**YOUR TASK**
Render the rows below as a Markdown table with two columns, Index for the line number and Entry for the line itself, leaving out any blank lines. Cover only the lines starting at the first line of the rows and ending at the line that contains "point(271, 164)", both included.

______________________________

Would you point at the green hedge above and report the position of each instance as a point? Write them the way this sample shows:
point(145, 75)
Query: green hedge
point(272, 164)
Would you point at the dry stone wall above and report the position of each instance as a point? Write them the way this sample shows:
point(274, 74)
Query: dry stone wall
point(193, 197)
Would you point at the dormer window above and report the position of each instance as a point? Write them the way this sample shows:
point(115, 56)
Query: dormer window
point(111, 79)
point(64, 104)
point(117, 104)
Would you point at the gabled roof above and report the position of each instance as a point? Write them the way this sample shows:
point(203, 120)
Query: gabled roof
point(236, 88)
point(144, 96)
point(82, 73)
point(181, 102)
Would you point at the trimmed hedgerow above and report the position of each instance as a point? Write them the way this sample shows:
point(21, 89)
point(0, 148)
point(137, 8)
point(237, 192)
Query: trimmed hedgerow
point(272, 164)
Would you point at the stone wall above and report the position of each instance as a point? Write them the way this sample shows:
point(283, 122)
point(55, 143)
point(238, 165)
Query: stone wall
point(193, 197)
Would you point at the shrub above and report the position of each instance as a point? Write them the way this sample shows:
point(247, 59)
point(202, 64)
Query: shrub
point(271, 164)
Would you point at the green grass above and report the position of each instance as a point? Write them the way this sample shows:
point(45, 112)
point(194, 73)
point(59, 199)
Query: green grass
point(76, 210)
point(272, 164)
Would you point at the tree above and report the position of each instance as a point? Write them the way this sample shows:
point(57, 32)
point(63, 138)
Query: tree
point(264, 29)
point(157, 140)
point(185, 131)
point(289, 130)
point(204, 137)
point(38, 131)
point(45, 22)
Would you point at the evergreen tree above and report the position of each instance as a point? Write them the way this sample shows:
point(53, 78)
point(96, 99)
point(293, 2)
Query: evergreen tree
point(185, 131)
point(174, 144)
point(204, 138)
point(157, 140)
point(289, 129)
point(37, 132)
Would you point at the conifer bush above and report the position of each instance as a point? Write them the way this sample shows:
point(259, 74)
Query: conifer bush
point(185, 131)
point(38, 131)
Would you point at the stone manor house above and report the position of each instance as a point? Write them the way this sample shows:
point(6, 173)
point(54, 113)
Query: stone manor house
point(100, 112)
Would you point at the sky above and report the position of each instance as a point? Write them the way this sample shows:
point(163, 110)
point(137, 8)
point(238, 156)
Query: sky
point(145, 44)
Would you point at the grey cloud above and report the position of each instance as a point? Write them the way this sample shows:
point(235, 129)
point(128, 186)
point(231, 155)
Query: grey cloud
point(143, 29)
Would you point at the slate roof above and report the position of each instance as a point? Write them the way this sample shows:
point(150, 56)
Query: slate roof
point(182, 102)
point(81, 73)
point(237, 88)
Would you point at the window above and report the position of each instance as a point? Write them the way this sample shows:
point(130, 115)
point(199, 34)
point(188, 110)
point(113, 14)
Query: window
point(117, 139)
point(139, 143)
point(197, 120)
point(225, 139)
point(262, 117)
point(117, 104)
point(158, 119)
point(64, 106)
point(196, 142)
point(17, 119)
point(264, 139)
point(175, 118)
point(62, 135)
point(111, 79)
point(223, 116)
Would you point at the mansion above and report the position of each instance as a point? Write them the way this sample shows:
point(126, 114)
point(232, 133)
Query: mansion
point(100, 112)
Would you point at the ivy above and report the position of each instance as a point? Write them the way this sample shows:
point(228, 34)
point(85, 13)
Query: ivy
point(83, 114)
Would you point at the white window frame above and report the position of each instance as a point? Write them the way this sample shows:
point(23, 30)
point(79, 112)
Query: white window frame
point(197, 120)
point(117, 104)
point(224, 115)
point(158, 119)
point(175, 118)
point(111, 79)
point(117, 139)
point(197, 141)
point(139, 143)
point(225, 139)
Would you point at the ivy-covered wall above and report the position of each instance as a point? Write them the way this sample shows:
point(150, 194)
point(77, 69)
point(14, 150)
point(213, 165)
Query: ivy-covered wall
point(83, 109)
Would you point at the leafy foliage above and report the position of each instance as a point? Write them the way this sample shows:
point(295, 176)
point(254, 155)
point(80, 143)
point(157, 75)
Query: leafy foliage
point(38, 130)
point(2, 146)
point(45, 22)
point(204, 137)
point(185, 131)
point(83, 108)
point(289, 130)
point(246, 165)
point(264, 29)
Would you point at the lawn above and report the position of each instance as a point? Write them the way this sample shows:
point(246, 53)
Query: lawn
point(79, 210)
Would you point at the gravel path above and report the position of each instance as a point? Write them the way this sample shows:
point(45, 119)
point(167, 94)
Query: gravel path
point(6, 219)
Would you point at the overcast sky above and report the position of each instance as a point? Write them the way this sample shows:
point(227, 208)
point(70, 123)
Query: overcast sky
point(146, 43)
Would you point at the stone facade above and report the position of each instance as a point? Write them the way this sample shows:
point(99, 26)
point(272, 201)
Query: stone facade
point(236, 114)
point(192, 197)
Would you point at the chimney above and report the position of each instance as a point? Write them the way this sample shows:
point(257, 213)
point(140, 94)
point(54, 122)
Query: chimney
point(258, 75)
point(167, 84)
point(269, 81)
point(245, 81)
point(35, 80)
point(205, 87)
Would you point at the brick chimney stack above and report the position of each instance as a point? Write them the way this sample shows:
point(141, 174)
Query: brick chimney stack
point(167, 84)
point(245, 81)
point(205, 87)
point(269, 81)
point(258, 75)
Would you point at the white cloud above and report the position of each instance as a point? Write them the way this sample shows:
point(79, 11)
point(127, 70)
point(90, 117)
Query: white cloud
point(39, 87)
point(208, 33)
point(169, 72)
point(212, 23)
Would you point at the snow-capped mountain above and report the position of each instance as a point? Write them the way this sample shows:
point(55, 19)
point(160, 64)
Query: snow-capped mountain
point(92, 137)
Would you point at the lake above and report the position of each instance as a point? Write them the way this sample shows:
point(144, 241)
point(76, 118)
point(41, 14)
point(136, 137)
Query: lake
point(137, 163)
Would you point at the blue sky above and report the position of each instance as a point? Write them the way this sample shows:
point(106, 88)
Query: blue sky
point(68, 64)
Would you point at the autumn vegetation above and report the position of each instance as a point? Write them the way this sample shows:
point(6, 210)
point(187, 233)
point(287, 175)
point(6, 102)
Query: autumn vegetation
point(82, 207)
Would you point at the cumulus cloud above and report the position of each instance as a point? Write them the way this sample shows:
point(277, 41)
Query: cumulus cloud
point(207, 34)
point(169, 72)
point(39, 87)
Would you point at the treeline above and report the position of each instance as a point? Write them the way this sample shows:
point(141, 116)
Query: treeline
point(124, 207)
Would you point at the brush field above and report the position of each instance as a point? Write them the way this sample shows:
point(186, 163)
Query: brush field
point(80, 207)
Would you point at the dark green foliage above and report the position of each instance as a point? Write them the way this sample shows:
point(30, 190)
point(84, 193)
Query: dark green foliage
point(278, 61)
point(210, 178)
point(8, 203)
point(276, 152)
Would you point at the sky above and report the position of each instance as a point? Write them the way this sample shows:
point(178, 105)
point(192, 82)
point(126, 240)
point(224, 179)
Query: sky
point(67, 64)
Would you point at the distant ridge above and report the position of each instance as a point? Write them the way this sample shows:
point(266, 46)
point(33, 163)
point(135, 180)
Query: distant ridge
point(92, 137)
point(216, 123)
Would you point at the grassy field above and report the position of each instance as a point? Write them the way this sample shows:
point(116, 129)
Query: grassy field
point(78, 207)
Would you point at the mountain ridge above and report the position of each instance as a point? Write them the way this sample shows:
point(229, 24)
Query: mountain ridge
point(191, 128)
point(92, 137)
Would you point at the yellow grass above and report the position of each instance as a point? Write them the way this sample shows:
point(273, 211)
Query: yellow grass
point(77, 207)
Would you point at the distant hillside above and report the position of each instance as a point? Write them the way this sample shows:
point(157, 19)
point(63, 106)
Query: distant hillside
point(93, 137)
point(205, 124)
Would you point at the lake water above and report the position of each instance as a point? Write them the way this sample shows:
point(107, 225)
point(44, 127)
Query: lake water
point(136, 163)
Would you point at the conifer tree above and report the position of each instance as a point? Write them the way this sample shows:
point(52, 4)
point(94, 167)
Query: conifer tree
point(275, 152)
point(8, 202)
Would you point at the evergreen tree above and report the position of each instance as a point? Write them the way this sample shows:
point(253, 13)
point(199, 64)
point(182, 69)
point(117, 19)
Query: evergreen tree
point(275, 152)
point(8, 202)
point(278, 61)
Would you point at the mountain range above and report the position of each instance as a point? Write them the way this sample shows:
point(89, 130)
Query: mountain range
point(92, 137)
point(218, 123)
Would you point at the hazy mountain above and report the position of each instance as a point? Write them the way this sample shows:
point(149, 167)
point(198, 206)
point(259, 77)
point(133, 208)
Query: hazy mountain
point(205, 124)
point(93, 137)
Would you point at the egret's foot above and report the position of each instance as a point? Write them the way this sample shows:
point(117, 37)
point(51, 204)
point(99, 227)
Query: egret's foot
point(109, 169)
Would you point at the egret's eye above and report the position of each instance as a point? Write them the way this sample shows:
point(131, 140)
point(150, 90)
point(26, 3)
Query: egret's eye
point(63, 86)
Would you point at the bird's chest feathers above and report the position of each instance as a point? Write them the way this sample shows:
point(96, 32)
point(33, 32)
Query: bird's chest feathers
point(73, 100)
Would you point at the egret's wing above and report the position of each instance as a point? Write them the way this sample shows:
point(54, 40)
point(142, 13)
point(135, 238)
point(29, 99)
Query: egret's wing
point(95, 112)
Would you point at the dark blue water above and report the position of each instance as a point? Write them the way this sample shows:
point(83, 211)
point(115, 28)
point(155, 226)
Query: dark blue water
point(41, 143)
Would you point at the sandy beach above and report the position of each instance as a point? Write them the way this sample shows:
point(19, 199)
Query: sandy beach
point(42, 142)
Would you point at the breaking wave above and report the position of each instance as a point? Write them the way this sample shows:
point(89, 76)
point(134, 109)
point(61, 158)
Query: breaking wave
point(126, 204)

______________________________

**EXERCISE SOLUTION**
| Index | Entry |
|---|---|
| 1 | Would you point at the green hedge above and report the position of each instance as a point? Write them the way this sample shows: |
| 2 | point(145, 75) |
| 3 | Query: green hedge |
| 4 | point(272, 164) |
| 5 | Would you point at the dry stone wall above and report the position of each instance as a point? Write them the way this sample shows: |
| 6 | point(274, 74) |
| 7 | Query: dry stone wall |
| 8 | point(193, 197) |
| 9 | Would you point at the dormer window above and report the position of each instance as a point? Write them the way this sample shows: |
| 10 | point(115, 56) |
| 11 | Query: dormer window |
| 12 | point(111, 79) |
| 13 | point(64, 104) |
| 14 | point(117, 104) |
| 15 | Would you point at the gabled roof above and report the position of each instance as a point? Write them the way this sample shows: |
| 16 | point(203, 120) |
| 17 | Query: gabled roof |
| 18 | point(236, 88) |
| 19 | point(144, 96) |
| 20 | point(82, 73) |
| 21 | point(181, 102) |
| 22 | Would you point at the trimmed hedgerow above and report the position of each instance as a point? Write them the way this sample shows: |
| 23 | point(21, 89) |
| 24 | point(0, 148) |
| 25 | point(137, 8) |
| 26 | point(237, 192) |
| 27 | Query: trimmed hedgerow |
| 28 | point(272, 164) |
| 29 | Would you point at the stone wall above and report the position of each instance as a point? Write them the way this sample shows: |
| 30 | point(283, 122) |
| 31 | point(55, 143) |
| 32 | point(238, 165) |
| 33 | Query: stone wall |
| 34 | point(193, 197) |
| 35 | Would you point at the shrub above and report the position of each instance as a point? Write them the way this sample shows: |
| 36 | point(247, 59) |
| 37 | point(202, 64) |
| 38 | Query: shrub |
| 39 | point(271, 164) |